_Source passage:_

★ ★ ★ ★

Swagger implementation for exiting RESTAPI

Question

I am trying to implement Swagger API to generate API documentation for my Rest API. I have searched swagger.io website for getting started on Swagger configuration, however, failed to generate API.

Here is my dependency in pom.xml

<dependency>
     <dependency>
        <groupId>io.swagger</groupId>
        <artifactId>swagger-jaxrs</artifactId>
        <version>1.5.0</version>
</dependency>

and bean class in applicationContext.xml:

<bean id="beanConfig" class="io.swagger.jaxrs.config.BeanConfig">
    <property name="title" value="Swagger Sample App"/>
    <property name="version" value="1.0.0" />
    <property name="schemes" value="http" />
    <property name="host" value="localhost:8002" />
    <property name="basePath" value="/api"/>
    <property name="resourcePackage" value="io.swagger.resources"/>
    <property name="scan" value="true"/>
</bean>

and my web.xml

<servlet>
        <servlet-name>Jersey2Config</servlet-name>
        <servlet-class>io.swagger.jaxrs.config.DefaultJaxrsConfig</servlet-class>
        <init-param>
            <param-name>api.version</param-name>
            <param-value>1.0.0</param-value>
        </init-param>
        <init-param>
            <param-name>swagger.api.basepath</param-name>
            <param-value>http://localhost:8080/api</param-value>
        </init-param>
        <load-on-startup>2</load-on-startup>
</servlet>

Here, in web.xml, I am getting error at Jersey2Config as it is looking for a servlet mapping. In Swagger.io, it was mentioned that no servlet mapping is required. Can anybody point to me right direction to create Swagger API? Thanks.

★ ★ ★ ★

[Records of labeled points]
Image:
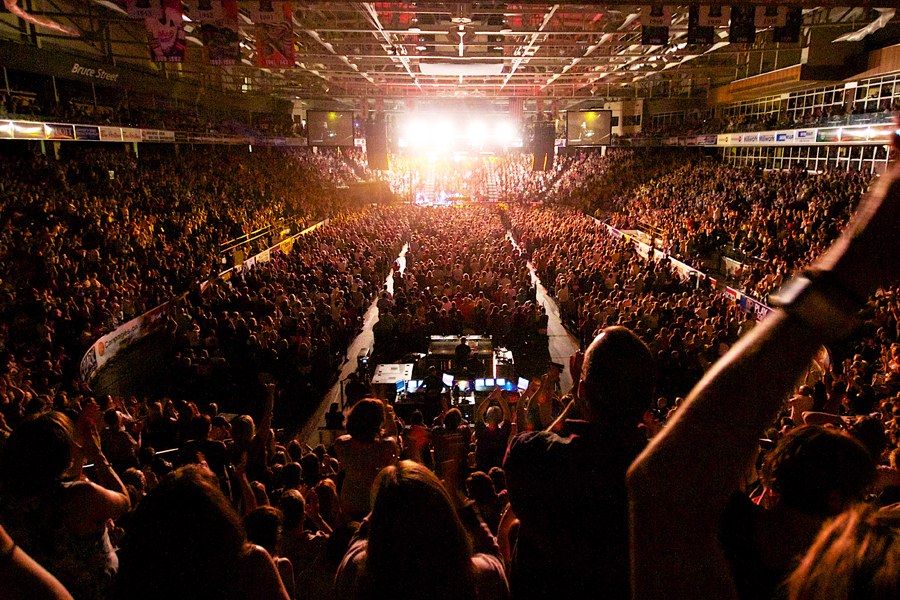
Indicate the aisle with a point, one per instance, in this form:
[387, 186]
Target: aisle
[563, 345]
[365, 339]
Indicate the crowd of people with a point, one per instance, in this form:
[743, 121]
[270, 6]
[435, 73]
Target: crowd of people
[463, 276]
[772, 223]
[99, 237]
[204, 492]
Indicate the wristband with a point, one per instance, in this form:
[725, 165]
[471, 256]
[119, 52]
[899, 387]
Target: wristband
[7, 556]
[820, 303]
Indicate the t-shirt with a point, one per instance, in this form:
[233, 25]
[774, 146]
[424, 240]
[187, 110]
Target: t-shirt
[569, 494]
[490, 580]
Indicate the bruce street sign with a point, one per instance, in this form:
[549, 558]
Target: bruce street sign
[95, 73]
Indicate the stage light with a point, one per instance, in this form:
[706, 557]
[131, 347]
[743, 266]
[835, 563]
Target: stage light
[477, 131]
[505, 132]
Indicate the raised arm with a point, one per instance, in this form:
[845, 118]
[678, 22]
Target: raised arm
[680, 484]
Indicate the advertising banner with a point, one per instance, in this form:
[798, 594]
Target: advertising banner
[131, 135]
[110, 134]
[59, 131]
[805, 136]
[832, 134]
[166, 29]
[854, 134]
[24, 130]
[784, 136]
[141, 9]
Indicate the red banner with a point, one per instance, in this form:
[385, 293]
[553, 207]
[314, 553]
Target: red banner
[274, 34]
[167, 37]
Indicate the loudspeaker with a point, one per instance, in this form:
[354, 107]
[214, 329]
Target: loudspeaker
[376, 144]
[544, 146]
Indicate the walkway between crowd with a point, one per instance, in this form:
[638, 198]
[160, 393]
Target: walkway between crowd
[365, 340]
[563, 345]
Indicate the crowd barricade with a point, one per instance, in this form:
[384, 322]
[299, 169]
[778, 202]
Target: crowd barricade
[108, 346]
[686, 271]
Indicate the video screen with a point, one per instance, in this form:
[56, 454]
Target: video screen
[588, 128]
[330, 128]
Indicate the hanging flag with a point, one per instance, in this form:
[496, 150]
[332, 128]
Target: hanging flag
[655, 21]
[699, 34]
[166, 28]
[714, 16]
[789, 33]
[770, 16]
[219, 31]
[274, 33]
[743, 26]
[141, 9]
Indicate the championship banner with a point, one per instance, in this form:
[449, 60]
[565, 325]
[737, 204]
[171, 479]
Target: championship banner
[166, 28]
[274, 34]
[789, 33]
[699, 34]
[713, 16]
[655, 21]
[141, 9]
[219, 31]
[770, 16]
[58, 131]
[743, 26]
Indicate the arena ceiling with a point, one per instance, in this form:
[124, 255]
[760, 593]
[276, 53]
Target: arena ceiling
[408, 52]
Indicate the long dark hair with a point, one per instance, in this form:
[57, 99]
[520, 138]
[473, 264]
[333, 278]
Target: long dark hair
[37, 455]
[418, 547]
[186, 541]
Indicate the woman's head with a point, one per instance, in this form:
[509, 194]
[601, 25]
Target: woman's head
[185, 541]
[365, 419]
[416, 540]
[855, 557]
[38, 452]
[817, 470]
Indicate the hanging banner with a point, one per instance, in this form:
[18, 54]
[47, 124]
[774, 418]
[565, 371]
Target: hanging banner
[656, 15]
[699, 34]
[142, 9]
[789, 33]
[713, 16]
[743, 27]
[219, 32]
[55, 131]
[166, 29]
[274, 34]
[770, 16]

★ ★ ★ ★

_Instructions:_
A: Answer these about the Swagger question:
(i) What version of swagger-jaxrs does the pom.xml dependency give?
(ii) What value does the bean set for the host property?
(iii) What number does the servlet in web.xml use for load-on-startup?
B: Decide whether each statement agrees with the Swagger question, answering yes or no and quoting the words that settle it:
(i) The bean sets the basePath property to "/api".
(ii) The servlet in web.xml is named DefaultJaxrsConfig.
(iii) Swagger.io says a servlet mapping is required.
C: List every property name set in the beanConfig bean in the Swagger question.

_Responses in order:_
A:
(i) 1.5.0
(ii) localhost:8002
(iii) 2

B:
(i) Yes: "<property name="basePath" value="/api"/>"
(ii) No: "<servlet-name>Jersey2Config</servlet-name>"
(iii) No: "In Swagger.io, it was mentioned that no servlet mapping is required."

C: title, version, schemes, host, basePath, resourcePackage, scan